0

I want to perform data profiling on the columns of a table. In this particular case - what percentage of data is date/integer/numeric/bit. The query that I am using:

SELECT 
CAST(SUM(CASE WHEN TRY_CAST([column1] AS date) IS NOT NULL AND TRY_CAST(TRY_CAST([column1] AS VARCHAR(8000)) AS date) between '1950-01-01' AND '2049-12-31' AND LEN(RTRIM(CAST([column1] AS VARCHAR(MAX)))) > 0 THEN 1 ELSE 0 END) AS NUMERIC(25,2))/(CAST(SUM(CASE WHEN [column1] IS NOT NULL AND LOWER(LTRIM(RTRIM(CAST([column1] AS VARCHAR(MAX))))) not IN ('null', 'n/a') AND LEN(LTRIM(RTRIM(CAST([column1] AS VARCHAR(MAX))))) > 0 THEN 1 ELSE 0 END) AS NUMERIC(25,2))+0.00000001) AS PercentDate,
    CAST(SUM(CASE WHEN TRY_CAST([column1] AS FLOAT) IS NOT NULL AND LEN(RTRIM(CAST([column1] AS VARCHAR(MAX)))) > 0 THEN 1 ELSE 0 END) AS NUMERIC(25,2))/(CAST(SUM(CASE WHEN [column1] IS NOT NULL AND LOWER(LTRIM(RTRIM(CAST([column1] AS VARCHAR(MAX))))) not IN ('null', 'n/a') AND LEN(LTRIM(RTRIM(CAST([column1] AS VARCHAR(MAX))))) > 0 THEN 1 ELSE 0 END) AS NUMERIC(25,2))+0.00000001) AS PercentNumeric,
    CAST(SUM(CASE WHEN TRY_CAST([column1] AS BIGINT) IS NOT NULL AND LEN(RTRIM(CAST([column1] AS VARCHAR(MAX)))) > 0 THEN 1 ELSE 0 END) AS NUMERIC(25,2))/(CAST(SUM(CASE WHEN [column1] IS NOT NULL AND LOWER(LTRIM(RTRIM(CAST([column1] AS VARCHAR(MAX))))) not IN ('null', 'n/a') AND LEN(LTRIM(RTRIM(CAST([column1] AS VARCHAR(MAX))))) > 0 THEN 1 ELSE 0 END) AS NUMERIC(25,2))+0.00000001) AS PercentInteger,
    CAST(SUM(CASE WHEN LOWER(TRY_CAST([column1] AS VARCHAR(MAX))) IN ('1', '0', 't', 'f', 'y', 'n', 'true', 'false', 'yes', 'no') THEN 1 ELSE 0 END) AS NUMERIC(25,2))/(CAST(SUM(CASE WHEN [column1] IS NOT NULL AND LOWER(LTRIM(RTRIM(CAST([column1] AS VARCHAR(MAX))))) not IN ('null', 'n/a') AND LEN(LTRIM(RTRIM(CAST([column1] AS VARCHAR(MAX))))) > 0 THEN 1 ELSE 0 END) AS NUMERIC(25,2))+0.00000001) AS PercentBit
    FROM tbl

This query works really slow even if I choose only top 1 row. Actually I am not able to get any result, or at least I cannot wait such a long time. The column that I am checking is of type decimal if this is of any importance.

Excerpts of pointing data
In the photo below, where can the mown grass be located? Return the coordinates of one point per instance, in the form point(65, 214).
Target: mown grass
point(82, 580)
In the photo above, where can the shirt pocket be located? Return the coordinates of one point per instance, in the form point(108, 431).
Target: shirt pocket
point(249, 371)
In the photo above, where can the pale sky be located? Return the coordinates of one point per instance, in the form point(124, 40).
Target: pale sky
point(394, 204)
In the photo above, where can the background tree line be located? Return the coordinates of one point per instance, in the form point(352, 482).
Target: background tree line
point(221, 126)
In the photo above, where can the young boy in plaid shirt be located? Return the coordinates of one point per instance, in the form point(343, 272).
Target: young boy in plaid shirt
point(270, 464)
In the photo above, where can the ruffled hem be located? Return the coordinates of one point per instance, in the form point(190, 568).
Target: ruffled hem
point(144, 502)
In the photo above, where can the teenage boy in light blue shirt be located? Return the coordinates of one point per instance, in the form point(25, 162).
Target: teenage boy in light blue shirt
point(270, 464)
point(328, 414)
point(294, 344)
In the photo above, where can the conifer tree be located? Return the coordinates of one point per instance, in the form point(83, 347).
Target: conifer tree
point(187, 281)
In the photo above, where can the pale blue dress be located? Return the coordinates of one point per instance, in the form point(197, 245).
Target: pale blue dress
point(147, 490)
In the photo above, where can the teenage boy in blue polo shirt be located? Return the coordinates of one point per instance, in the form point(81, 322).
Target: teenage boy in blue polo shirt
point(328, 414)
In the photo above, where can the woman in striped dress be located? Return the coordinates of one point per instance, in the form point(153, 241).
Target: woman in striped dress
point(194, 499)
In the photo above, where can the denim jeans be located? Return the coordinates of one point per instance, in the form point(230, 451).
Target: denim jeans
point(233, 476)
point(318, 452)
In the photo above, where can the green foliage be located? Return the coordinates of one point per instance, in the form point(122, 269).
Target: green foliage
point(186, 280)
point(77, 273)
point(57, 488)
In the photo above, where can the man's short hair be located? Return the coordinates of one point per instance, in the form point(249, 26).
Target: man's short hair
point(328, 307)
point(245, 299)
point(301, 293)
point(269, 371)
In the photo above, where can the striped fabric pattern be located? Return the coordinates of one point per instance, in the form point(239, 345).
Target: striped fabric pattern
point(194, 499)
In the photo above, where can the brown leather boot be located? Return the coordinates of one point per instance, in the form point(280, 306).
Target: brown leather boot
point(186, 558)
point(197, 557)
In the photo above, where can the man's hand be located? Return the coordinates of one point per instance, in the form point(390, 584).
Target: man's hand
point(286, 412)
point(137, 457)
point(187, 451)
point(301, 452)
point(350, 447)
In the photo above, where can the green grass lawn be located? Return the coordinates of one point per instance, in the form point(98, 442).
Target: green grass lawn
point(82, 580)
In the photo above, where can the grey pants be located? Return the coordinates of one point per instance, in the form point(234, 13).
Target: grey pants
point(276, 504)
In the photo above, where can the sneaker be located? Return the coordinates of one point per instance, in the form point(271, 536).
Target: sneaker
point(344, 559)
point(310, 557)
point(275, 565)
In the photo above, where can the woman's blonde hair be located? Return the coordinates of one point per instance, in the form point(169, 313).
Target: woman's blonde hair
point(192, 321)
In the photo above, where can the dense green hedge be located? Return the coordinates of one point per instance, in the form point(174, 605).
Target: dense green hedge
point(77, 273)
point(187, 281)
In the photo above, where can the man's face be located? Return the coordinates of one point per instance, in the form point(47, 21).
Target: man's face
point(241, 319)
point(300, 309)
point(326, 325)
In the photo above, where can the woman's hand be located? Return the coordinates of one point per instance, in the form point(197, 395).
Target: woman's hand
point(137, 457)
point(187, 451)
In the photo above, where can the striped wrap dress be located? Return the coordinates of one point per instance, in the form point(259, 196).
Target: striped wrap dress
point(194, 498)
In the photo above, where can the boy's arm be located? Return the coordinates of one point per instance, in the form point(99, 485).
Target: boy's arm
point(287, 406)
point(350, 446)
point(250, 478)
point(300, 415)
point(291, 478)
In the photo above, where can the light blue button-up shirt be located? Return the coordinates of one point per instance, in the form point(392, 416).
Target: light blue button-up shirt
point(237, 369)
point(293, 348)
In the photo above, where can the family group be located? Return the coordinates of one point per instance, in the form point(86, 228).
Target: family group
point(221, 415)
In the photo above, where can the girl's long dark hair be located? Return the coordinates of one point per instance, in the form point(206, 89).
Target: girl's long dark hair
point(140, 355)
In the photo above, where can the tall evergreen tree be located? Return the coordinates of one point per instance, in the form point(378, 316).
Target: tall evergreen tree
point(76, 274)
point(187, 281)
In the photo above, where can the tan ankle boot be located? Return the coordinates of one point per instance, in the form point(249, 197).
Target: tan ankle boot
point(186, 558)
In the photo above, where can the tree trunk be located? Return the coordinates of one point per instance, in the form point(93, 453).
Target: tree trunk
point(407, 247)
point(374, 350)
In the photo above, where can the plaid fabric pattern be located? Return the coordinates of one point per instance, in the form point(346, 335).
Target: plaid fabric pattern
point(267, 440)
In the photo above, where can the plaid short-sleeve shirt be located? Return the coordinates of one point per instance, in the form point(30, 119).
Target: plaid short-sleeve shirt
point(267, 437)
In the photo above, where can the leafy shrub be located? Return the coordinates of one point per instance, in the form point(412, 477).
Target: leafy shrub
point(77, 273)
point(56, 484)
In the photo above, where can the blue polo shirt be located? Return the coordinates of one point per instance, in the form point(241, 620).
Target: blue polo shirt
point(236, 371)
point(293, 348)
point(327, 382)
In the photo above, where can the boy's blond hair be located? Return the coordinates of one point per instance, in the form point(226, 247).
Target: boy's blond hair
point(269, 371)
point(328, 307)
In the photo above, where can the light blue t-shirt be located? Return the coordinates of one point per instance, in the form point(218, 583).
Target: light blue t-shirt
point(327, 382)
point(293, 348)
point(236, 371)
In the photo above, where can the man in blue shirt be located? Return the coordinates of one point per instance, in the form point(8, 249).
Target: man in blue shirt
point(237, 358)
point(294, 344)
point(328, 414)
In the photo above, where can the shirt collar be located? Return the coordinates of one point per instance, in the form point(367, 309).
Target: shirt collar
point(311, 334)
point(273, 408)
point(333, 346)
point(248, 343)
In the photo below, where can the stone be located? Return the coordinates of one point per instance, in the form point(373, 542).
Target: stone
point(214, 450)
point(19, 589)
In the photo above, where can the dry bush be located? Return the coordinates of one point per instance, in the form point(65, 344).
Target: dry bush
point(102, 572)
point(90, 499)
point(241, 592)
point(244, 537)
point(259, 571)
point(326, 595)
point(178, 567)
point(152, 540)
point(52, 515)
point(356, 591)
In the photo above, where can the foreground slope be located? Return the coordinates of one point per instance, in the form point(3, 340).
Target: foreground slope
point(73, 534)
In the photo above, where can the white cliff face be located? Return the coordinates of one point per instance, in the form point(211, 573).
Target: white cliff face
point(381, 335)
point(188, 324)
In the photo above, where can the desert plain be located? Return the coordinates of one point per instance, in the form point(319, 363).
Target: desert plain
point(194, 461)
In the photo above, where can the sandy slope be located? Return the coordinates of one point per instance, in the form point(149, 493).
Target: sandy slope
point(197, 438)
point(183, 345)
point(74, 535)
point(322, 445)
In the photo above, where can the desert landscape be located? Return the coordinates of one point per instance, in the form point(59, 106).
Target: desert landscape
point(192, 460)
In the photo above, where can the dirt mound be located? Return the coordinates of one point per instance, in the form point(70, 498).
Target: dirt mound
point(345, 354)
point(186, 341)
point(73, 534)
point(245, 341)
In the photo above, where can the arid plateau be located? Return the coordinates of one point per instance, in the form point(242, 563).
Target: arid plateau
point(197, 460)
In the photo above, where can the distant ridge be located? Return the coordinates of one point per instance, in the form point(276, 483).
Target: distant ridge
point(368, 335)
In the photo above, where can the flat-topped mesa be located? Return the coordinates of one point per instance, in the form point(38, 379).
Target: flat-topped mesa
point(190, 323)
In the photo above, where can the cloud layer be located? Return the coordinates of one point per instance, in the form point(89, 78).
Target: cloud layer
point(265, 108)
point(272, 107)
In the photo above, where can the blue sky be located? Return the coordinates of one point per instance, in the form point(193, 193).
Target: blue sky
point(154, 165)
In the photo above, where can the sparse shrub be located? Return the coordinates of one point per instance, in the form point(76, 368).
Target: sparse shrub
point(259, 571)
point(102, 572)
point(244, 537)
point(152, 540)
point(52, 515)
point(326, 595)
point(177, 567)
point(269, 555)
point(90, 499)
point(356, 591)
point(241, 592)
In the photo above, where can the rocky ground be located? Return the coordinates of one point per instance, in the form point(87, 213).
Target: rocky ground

**SHORT TASK 1**
In the forum post, what is the data type of the column being checked?
**SHORT TASK 2**
Output the part of the forum post that opens with the words containing "This query works" and closes with "of any importance.".

**TASK RESULT 1**
Decimal.

**TASK RESULT 2**
This query works really slow even if I choose only top 1 row. Actually I am not able to get any result, or at least I cannot wait such a long time. The column that I am checking is of type decimal if this is of any importance.